Aim of the task: Set every record down again exactly. Do not carry over the pictures.

(Given records)

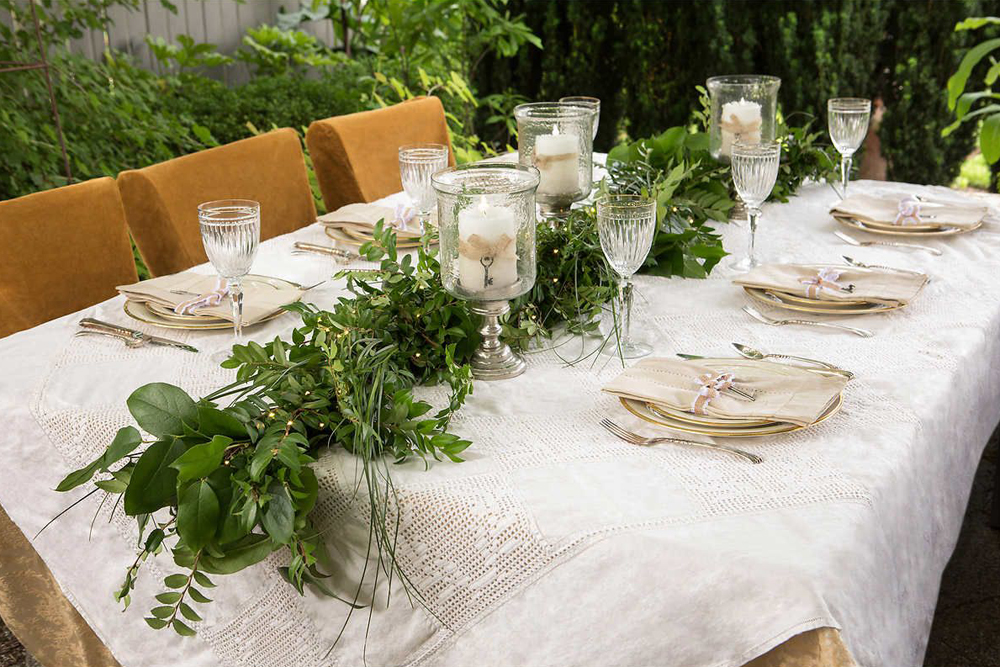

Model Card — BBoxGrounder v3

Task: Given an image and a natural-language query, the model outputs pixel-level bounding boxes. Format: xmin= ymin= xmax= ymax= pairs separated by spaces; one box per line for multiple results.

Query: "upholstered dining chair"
xmin=117 ymin=128 xmax=317 ymax=277
xmin=305 ymin=96 xmax=456 ymax=212
xmin=0 ymin=177 xmax=138 ymax=338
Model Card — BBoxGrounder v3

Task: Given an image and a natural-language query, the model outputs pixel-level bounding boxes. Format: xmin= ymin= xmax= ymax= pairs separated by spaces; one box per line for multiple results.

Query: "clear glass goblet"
xmin=399 ymin=143 xmax=449 ymax=232
xmin=198 ymin=199 xmax=261 ymax=363
xmin=729 ymin=141 xmax=780 ymax=271
xmin=559 ymin=96 xmax=601 ymax=140
xmin=827 ymin=98 xmax=871 ymax=199
xmin=597 ymin=194 xmax=657 ymax=359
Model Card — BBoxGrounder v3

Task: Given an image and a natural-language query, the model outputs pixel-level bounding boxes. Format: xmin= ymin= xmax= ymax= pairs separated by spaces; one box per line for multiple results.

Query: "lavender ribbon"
xmin=174 ymin=278 xmax=229 ymax=315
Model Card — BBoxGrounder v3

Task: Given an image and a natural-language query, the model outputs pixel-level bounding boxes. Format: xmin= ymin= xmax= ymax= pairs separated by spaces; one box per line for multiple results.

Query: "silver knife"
xmin=676 ymin=352 xmax=853 ymax=379
xmin=293 ymin=241 xmax=358 ymax=262
xmin=79 ymin=318 xmax=199 ymax=353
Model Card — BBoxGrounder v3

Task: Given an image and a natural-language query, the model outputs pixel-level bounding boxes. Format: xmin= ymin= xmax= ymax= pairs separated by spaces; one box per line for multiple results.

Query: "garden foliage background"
xmin=1 ymin=0 xmax=997 ymax=206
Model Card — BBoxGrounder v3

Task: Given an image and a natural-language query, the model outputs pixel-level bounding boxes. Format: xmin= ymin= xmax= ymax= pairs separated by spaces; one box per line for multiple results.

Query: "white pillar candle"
xmin=457 ymin=200 xmax=518 ymax=292
xmin=534 ymin=131 xmax=580 ymax=196
xmin=719 ymin=98 xmax=762 ymax=158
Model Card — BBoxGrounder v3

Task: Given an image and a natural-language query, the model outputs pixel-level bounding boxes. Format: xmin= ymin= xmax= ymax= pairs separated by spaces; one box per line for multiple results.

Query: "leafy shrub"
xmin=0 ymin=52 xmax=203 ymax=200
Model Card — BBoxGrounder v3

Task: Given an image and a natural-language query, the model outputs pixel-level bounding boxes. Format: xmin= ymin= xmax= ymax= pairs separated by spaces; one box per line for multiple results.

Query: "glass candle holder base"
xmin=469 ymin=300 xmax=526 ymax=381
xmin=729 ymin=197 xmax=748 ymax=223
xmin=538 ymin=199 xmax=574 ymax=223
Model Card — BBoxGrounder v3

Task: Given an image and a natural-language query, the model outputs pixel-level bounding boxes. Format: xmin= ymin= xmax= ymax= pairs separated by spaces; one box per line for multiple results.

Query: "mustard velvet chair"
xmin=305 ymin=96 xmax=456 ymax=212
xmin=117 ymin=128 xmax=317 ymax=277
xmin=0 ymin=177 xmax=138 ymax=338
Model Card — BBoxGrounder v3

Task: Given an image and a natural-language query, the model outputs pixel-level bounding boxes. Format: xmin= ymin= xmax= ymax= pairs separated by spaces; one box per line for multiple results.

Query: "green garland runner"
xmin=54 ymin=119 xmax=836 ymax=638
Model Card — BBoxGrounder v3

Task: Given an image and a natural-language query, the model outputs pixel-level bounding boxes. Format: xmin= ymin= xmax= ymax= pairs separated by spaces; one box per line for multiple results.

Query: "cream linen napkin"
xmin=733 ymin=263 xmax=927 ymax=306
xmin=318 ymin=203 xmax=423 ymax=239
xmin=117 ymin=273 xmax=304 ymax=324
xmin=603 ymin=358 xmax=847 ymax=426
xmin=831 ymin=193 xmax=987 ymax=230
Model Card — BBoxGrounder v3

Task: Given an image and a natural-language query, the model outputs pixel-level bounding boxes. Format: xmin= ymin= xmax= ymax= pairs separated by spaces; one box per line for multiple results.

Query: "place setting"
xmin=90 ymin=199 xmax=314 ymax=363
xmin=600 ymin=349 xmax=850 ymax=461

(End Given records)

Output for this exercise:
Model Card — BBoxGrounder v3

Task: Given an image and a natural-language query, the model outputs pixel-level bounding boxes. Format: xmin= ymin= xmax= ymax= pairs separated by spaces; one box per line for multiple results.

Query: "upholstered dining chair"
xmin=117 ymin=128 xmax=317 ymax=277
xmin=305 ymin=96 xmax=456 ymax=212
xmin=0 ymin=177 xmax=138 ymax=338
Model Card — BBoxGrounder v3

Task: Given an image and a natural-language query, the model outputs pixel-level bounding boxes. Format: xmin= ymin= xmax= ymax= pairs separated by spaces; one box per line for multiple results.

Query: "clear glass goblet"
xmin=399 ymin=143 xmax=449 ymax=232
xmin=198 ymin=199 xmax=261 ymax=363
xmin=729 ymin=141 xmax=780 ymax=271
xmin=559 ymin=96 xmax=601 ymax=140
xmin=827 ymin=98 xmax=871 ymax=199
xmin=597 ymin=194 xmax=657 ymax=359
Model Card — BBoxGrounder v3

Task: Given an image and a natural-language query, the model outputs pixel-level bounding boxes. Format: xmin= ymin= xmax= ymax= pairs separated by spaces; one box per line for multiple results.

Query: "lavender ribbon"
xmin=174 ymin=278 xmax=229 ymax=315
Model Card — BBoxGrounder v3

Task: Given an image and a natural-language query, the model outputs pixel-level bounding boxes. Format: xmin= ymin= xmax= ymax= pairs separated by spaces; one box per line for multiple results.

Query: "silver knife"
xmin=676 ymin=352 xmax=853 ymax=379
xmin=293 ymin=241 xmax=358 ymax=262
xmin=79 ymin=318 xmax=199 ymax=353
Model Card — BBoxGrounder v3

Task: Given an image and a natural-language query, the model outputs pixel-level bounding boxes. Format: xmin= ymin= xmax= ymax= pairs separated by spaces; one box per line for multiple results.

Query: "garden foliage background"
xmin=1 ymin=0 xmax=997 ymax=206
Model Card — BBoxGrounder v3

Task: Given an image and a natural-language query, the model outputs pixel-level bounding boxes. Format: xmin= ymin= xmax= ymax= pairs separated by spaces; one box per line for multiple results.

Query: "white pillar candle"
xmin=457 ymin=200 xmax=518 ymax=292
xmin=534 ymin=131 xmax=580 ymax=196
xmin=719 ymin=98 xmax=762 ymax=158
Model Card — BBoxGrounder v3

Task: Given an image and a natural-language query, the model outputs pixel-level bounding boxes. Format: xmin= ymin= xmax= ymax= pairs separated by spaces; one box per line for multiple results.

Query: "leafy shrub"
xmin=0 ymin=52 xmax=203 ymax=200
Model Card — BBoxGrounder v3

Task: Given an image and a natural-language query, the model outputs pixel-level bounding boxes. Format: xmin= ymin= xmax= ymax= pairs separated by spaces; one box per line for multiple results.

Query: "glass candle holder base"
xmin=469 ymin=300 xmax=526 ymax=381
xmin=729 ymin=197 xmax=748 ymax=223
xmin=538 ymin=199 xmax=574 ymax=223
Model Card — BBoxGrounder v3

Task: Given an image and a natural-language query, the model outputs pixel-level bounding boxes. Format: xmin= ymin= xmax= ymax= pairs separated by spaces; one box per line for multiple results.

Query: "mustard velvet chair"
xmin=305 ymin=96 xmax=456 ymax=212
xmin=117 ymin=128 xmax=317 ymax=277
xmin=0 ymin=177 xmax=138 ymax=338
Model Card — BBoxGrounder v3

Task: Given an image and a natural-language query, the model outputs pixel-level bounding boxes. Format: xmin= ymin= xmax= ymax= pairs separated by spaces; one box per line for multiple results.

Query: "green garland runner"
xmin=54 ymin=119 xmax=836 ymax=638
Model Card — BBoxGrounder v3

Task: Given an image and a natural-language query, the model outputs pixel-level bounding boxes. Format: xmin= ymin= xmax= ymax= pairs separated by spaces; one box per line for multiple results.

Query: "cream linen napkin"
xmin=733 ymin=263 xmax=927 ymax=306
xmin=318 ymin=203 xmax=423 ymax=239
xmin=117 ymin=273 xmax=304 ymax=324
xmin=603 ymin=358 xmax=847 ymax=426
xmin=831 ymin=193 xmax=987 ymax=230
Model Card — BBoxGrounder v3

Task: Given an image and a natural-language query, the model outputs pixel-level bounding boxes. Format: xmin= ymin= xmax= ymax= pairs separated by spaces; one box per line for multiple results.

Query: "place setting"
xmin=90 ymin=199 xmax=314 ymax=363
xmin=600 ymin=349 xmax=850 ymax=461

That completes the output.